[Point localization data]
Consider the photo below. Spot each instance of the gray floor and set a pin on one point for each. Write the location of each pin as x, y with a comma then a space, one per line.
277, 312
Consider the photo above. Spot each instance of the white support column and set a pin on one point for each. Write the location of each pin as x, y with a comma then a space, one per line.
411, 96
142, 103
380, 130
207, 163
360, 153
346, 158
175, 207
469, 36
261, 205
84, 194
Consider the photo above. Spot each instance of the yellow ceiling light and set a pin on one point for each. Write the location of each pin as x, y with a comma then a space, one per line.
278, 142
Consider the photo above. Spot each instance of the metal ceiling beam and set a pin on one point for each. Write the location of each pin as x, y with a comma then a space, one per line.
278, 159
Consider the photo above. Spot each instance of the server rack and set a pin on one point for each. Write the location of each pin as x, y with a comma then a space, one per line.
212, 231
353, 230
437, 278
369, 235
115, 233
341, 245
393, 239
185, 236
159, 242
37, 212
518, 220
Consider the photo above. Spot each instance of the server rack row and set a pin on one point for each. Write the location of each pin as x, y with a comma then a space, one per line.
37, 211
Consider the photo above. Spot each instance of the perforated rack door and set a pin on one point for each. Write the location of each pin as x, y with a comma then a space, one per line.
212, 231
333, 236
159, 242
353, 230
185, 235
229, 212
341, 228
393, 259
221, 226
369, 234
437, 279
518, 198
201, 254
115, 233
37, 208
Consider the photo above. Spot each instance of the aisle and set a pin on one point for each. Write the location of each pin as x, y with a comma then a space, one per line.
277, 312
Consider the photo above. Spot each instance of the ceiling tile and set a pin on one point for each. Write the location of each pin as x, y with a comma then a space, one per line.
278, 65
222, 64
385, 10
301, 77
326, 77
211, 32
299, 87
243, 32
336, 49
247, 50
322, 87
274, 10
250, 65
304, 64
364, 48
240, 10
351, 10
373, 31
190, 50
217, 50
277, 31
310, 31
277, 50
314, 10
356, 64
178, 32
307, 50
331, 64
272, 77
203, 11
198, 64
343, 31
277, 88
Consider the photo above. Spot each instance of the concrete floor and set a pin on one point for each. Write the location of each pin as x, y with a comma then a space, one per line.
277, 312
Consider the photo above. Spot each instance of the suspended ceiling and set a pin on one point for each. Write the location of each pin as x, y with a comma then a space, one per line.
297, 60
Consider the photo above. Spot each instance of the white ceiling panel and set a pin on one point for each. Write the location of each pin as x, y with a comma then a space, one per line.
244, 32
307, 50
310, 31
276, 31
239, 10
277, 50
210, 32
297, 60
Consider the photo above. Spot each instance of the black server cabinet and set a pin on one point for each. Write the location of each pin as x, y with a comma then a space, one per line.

TASK PROMPT: Could you write out, unchanged, the line with "the white ceiling" and every line after it in the data above?

ANSWER TO THIS TASK:
Consider the photo above. Spot each instance of the white ceiling panel and set a pin on one point for each. Write the location of each pin as x, y with a comma then a space, one per line.
244, 32
307, 50
310, 31
276, 31
239, 10
277, 50
210, 32
297, 60
Consider the photo above. Spot each instance of the black server cabinet and set a pin on one point for each. Write the location of each pin as x, y with a comma then a space, one per line.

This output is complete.